Problem to solve =>
Locate every line in the entries below that contains the string "grassy" and copy each such line in full. Treat uppercase and lowercase letters as different.

[start Listed records]

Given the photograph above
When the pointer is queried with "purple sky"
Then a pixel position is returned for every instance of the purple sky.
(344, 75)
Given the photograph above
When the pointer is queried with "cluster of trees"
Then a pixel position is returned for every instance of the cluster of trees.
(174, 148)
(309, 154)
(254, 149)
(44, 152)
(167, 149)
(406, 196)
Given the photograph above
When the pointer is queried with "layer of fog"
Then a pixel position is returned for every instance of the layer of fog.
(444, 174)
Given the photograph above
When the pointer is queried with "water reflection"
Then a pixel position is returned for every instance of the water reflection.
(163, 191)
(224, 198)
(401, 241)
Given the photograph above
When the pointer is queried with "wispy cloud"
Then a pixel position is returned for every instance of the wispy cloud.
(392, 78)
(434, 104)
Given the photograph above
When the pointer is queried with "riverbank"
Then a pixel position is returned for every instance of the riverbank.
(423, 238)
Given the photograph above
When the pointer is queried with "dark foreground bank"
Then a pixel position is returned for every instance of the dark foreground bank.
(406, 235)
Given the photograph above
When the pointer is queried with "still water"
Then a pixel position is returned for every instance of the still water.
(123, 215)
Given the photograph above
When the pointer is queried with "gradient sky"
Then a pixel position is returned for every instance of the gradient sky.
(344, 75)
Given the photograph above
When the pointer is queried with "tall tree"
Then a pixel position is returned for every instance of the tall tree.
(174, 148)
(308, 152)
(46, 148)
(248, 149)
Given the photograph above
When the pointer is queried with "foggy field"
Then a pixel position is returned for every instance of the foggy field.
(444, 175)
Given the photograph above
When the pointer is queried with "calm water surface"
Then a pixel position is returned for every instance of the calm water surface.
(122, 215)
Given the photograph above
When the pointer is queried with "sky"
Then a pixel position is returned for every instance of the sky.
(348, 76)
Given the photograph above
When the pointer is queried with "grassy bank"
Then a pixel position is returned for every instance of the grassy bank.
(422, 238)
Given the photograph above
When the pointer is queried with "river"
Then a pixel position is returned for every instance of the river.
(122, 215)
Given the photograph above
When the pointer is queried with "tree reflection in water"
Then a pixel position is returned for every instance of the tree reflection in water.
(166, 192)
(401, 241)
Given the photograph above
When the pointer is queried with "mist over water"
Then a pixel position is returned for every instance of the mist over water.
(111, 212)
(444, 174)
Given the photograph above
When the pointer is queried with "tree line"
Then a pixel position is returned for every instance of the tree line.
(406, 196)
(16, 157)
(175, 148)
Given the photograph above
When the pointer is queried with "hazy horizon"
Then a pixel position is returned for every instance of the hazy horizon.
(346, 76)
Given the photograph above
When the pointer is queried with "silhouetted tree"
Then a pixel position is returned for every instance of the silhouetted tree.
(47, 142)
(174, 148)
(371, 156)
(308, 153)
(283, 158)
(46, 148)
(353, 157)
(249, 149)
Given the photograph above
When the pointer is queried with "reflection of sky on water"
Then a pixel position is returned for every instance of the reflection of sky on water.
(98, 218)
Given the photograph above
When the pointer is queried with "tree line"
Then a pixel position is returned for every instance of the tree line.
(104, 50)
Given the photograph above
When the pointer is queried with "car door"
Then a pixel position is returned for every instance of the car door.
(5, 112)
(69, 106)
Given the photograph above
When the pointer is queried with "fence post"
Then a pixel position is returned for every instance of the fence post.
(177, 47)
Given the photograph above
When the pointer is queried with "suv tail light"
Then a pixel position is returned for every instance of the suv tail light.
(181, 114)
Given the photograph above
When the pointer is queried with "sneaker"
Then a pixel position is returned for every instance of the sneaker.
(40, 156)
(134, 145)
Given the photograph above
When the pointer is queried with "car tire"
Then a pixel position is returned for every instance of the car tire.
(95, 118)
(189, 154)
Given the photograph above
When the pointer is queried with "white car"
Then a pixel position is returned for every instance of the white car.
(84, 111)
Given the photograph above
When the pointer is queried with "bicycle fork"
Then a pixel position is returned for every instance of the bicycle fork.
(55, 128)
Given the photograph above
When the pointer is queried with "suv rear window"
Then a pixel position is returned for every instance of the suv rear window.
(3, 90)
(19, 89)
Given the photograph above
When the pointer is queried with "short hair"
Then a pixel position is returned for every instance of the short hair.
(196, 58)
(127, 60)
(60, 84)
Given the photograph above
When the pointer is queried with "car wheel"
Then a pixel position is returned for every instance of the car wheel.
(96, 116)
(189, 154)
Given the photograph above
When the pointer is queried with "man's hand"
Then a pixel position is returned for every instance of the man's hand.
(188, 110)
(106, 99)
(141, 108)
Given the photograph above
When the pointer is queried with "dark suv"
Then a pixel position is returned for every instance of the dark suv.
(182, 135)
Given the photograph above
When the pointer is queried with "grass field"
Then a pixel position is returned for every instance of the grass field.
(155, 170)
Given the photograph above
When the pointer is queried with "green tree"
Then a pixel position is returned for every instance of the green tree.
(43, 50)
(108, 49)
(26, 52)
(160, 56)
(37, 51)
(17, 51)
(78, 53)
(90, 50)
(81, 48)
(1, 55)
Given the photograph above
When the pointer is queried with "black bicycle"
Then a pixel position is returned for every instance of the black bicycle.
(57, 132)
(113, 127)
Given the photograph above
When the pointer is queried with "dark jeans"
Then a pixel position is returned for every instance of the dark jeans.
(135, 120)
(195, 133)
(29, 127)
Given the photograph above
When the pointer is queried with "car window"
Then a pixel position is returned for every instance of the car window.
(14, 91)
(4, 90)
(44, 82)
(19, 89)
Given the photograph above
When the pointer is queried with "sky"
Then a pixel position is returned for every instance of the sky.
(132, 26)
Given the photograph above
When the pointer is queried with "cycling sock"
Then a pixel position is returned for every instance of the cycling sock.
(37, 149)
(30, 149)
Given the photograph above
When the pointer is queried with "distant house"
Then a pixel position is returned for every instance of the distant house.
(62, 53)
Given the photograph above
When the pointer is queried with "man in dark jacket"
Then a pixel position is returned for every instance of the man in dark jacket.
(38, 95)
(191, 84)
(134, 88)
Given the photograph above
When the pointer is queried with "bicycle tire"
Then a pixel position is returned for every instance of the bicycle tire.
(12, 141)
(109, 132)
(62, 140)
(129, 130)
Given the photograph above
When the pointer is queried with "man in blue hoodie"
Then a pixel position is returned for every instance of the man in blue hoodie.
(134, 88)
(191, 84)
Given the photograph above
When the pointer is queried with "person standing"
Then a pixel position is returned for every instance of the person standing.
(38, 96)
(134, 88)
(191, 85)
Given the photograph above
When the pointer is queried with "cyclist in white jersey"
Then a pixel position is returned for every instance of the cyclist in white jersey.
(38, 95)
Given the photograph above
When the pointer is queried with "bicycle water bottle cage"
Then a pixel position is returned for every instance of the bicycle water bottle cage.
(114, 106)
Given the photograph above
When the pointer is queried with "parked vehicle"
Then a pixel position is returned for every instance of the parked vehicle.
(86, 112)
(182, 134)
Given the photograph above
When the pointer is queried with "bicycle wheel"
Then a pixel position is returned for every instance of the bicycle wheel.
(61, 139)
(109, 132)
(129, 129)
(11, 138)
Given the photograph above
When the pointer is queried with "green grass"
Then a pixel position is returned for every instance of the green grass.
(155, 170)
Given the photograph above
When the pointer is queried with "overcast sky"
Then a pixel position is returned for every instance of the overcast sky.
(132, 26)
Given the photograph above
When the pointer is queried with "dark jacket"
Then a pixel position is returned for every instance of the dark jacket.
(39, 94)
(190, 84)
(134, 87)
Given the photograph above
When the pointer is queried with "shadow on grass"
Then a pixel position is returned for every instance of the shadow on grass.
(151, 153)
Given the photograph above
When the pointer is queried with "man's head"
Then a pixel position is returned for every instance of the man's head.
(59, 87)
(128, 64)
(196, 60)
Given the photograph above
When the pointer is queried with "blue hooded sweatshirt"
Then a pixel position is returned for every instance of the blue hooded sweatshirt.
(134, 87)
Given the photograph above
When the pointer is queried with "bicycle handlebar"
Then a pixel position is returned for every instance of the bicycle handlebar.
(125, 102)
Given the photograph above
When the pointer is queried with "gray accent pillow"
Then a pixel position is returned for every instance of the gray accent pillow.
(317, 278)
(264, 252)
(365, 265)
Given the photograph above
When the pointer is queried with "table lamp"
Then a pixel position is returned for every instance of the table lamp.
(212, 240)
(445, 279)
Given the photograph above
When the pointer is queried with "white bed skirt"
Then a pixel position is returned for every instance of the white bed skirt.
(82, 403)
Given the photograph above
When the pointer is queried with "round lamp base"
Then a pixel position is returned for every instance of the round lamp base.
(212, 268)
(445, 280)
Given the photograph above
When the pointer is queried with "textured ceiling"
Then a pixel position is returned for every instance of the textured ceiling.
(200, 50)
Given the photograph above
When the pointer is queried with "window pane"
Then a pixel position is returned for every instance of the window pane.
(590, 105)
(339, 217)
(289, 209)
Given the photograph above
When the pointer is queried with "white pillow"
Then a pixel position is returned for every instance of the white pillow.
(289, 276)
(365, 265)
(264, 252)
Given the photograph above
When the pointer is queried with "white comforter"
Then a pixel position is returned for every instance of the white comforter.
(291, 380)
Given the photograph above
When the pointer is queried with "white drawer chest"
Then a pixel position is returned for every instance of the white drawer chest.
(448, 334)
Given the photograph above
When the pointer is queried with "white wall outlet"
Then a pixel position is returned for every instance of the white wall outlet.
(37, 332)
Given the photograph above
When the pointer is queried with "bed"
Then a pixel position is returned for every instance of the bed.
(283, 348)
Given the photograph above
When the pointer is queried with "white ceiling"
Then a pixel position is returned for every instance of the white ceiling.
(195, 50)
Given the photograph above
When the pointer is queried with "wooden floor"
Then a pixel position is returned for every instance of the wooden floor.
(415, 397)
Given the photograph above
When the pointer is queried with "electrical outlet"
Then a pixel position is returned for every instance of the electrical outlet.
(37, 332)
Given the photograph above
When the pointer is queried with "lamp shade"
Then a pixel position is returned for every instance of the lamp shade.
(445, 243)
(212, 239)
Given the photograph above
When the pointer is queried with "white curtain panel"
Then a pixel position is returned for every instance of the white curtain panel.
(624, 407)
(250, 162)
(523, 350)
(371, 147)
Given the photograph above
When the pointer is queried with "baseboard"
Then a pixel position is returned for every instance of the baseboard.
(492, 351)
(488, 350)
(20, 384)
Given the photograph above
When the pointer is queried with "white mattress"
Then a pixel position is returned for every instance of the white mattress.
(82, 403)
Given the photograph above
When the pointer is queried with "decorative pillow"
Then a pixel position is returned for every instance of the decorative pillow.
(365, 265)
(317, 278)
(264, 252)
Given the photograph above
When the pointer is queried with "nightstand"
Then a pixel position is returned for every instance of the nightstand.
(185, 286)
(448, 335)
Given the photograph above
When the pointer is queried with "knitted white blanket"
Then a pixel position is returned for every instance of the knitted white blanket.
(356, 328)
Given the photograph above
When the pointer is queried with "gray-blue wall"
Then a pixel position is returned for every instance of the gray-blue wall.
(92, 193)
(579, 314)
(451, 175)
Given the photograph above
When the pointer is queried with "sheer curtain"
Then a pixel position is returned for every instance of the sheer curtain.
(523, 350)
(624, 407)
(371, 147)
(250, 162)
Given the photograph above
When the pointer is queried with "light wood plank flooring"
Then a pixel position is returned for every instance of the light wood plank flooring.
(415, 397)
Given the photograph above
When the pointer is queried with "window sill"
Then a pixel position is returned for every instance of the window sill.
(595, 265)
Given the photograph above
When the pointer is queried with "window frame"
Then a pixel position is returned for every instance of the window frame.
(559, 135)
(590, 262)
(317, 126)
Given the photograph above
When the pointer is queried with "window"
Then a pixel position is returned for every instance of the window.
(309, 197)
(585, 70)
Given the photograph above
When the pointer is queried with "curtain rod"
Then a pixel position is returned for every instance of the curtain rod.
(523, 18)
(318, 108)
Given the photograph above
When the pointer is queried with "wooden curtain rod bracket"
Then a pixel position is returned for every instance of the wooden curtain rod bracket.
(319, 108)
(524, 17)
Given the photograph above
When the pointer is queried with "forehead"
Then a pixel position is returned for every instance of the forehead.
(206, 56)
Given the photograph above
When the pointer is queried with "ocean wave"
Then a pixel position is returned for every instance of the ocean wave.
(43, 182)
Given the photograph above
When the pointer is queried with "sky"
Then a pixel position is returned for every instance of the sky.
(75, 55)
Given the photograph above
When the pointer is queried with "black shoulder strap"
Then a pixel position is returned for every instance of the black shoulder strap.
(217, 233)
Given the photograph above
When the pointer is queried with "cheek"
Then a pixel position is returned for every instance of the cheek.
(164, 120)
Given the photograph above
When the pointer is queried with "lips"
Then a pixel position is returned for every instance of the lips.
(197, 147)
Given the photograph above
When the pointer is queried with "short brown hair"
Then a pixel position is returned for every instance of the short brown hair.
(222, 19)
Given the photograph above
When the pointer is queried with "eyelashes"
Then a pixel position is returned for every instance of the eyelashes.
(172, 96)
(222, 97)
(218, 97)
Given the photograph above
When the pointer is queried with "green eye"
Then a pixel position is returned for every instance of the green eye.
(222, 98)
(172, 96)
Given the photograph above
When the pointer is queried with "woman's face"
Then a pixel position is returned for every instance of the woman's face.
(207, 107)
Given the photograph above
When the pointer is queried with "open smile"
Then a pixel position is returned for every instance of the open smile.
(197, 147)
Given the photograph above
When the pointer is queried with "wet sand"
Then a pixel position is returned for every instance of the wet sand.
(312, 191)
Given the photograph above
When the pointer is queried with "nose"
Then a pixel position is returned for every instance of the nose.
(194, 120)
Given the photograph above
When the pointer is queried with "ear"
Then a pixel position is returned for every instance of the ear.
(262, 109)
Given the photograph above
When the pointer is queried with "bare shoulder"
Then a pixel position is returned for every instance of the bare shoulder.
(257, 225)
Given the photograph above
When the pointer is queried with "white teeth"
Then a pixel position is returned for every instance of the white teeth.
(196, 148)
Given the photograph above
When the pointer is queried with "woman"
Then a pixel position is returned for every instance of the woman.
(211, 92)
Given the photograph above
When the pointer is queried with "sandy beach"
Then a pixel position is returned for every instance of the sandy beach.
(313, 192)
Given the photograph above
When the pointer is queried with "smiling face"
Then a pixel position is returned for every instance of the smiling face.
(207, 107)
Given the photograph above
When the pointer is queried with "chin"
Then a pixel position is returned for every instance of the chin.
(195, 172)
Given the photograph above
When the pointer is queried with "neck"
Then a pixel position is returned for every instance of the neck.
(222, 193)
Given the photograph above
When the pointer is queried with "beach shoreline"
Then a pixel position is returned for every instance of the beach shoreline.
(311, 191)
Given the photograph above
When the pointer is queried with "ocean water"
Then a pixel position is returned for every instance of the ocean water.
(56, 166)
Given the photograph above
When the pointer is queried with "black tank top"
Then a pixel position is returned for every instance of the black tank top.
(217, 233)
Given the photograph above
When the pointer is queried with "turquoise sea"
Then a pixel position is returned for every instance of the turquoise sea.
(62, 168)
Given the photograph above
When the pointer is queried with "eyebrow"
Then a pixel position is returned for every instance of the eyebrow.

[end Listed records]

Answer to the task =>
When the pointer is queried with "grassy bank"
Then a pixel position is returned for every instance of the grassy bank.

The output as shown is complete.